┌─ Page excerpt
It was another one of those notes from my mother, one of those with "Fwd: Fw: Be Aware" in the subject line.
"Oh thrill," I thought; another one. Another warning that I would feel compelled to read or suffer through ten years of bad luck, or worse, bad sex, or cancer, like the last one threatened to plague me with if I didn't read and respond. My mother was strangely superstitious when it came to these emails; they played on her guilt. What kind of mother wouldn't let her daughter know of the latest scam? Health scare? Nut job preying on women?
"Just in case," her notes always said, and were followed by a breadcrumb path of forwarded messages from other guilt-ridden friends. Today's message was about a woman who had died from drinking soda from a can that hadn't been wiped off and was infected by rat piss. It was one more thing I now needed to add to my list of situations to avoid or else, as warned by my mother, which included providing directions to strangers in parking lots, taking pills with no water (my cousin did this and an aspirin festered in her throat), microwaving plastic food containers and wiping from back to front (some things, Mom, you just KNOW and don't need to be told, OK?).
The rat piss story, even if it's true, is just one more example of women's paranoia given a platform. We feel compelled to read this stuff and absorb it, for fear that we be the next featured victim of some oddity, like falling into an outdoor toilet and drowning. I can see my Mom sending that email on that one, with a note reading, "See, it CAN happen!!!!"
The "must acknowledge and tell everyone in my address book" phenomenon is not only common among women; recently my friend Brett sent me a chain letter with a note: "Sorry to do this to you..." Enclosed was a demand that I forward the email to ten of my best friends or have a shitty life. The guy's a lawyer, how could he saddle me with such responsibility?
Men, though, more typically badger in other ways; one that I've been witness to lateley, since opening a Skype account, is ePropositioning.
"DING!" I see my Skype window open and display the profile of someone I've never met before in my life. My virtual phone is ringing.
"Joe Loser wants to add you to his contact list." Great, I've just unwittingly entered an online pick-up bar. I click the dialogue box closed; thanks, but I prefer to sit alone and buy my own drinks.
Sure, Skype's free service is a great model for boosting user adoption, but even 1-900 lines offer a barrier of entry. I've included very little in my Skype profile--just my name. Apparently, these days, a name is too much.
└─
┌─ Information given
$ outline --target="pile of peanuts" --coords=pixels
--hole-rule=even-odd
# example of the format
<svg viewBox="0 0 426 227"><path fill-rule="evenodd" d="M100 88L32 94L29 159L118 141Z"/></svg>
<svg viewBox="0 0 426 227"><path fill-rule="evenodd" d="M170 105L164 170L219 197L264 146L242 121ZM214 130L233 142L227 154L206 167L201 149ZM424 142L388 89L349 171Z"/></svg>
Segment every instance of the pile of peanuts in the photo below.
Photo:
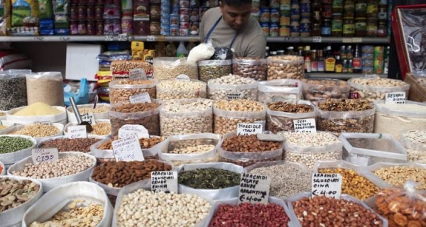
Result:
└─
┌─ Information given
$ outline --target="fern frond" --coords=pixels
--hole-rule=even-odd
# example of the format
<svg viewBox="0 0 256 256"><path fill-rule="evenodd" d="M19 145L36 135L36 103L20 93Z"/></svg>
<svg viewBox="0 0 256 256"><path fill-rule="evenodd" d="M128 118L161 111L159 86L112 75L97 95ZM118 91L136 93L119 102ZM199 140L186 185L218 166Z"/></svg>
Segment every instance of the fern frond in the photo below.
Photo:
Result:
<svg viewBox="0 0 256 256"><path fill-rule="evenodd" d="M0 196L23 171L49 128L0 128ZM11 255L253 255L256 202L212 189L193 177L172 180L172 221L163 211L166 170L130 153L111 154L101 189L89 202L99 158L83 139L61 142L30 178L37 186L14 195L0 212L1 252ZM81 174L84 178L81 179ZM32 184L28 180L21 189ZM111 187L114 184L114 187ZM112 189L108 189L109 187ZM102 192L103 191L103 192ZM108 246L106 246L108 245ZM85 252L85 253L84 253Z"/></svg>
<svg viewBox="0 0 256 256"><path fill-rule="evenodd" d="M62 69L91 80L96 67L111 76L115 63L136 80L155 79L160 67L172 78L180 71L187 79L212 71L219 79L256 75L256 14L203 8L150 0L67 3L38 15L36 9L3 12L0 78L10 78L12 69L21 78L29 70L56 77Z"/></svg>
└─
┌─ Information given
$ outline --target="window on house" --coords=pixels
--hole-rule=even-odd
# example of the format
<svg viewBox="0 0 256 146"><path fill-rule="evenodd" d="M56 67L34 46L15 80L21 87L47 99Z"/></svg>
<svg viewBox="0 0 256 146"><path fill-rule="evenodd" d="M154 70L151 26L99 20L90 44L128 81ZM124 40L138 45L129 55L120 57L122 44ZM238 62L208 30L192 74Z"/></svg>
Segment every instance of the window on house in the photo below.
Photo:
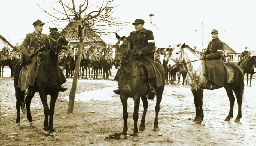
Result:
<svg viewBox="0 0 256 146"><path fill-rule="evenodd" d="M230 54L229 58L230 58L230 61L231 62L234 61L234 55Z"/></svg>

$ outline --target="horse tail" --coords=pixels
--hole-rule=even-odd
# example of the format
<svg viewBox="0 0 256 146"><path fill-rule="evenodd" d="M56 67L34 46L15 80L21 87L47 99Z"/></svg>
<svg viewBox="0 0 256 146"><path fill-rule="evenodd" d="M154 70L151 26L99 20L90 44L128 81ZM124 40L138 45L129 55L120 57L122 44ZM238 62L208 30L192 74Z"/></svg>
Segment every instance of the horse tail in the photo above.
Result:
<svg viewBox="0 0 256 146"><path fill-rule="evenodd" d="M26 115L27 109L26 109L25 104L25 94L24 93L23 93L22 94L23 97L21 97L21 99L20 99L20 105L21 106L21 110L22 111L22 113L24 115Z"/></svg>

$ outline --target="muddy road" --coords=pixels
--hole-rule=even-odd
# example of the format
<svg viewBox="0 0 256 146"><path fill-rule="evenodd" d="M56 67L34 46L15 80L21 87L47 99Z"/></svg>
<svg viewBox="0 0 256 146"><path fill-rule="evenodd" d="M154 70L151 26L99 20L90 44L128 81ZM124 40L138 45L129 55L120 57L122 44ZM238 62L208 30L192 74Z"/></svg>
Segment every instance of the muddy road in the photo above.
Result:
└─
▶ _Exercise objective_
Using the piece about forwarded warning emails and Skype, answer these:
1. According to today's forwarded message, what caused the woman's death?
2. What is Brett's job?
3. What is the only thing in the writer's Skype profile?

▶ _Written solution_
1. Drinking soda from a can that hadn't been wiped off and was infected by rat piss.
2. Lawyer.
3. The writer's name.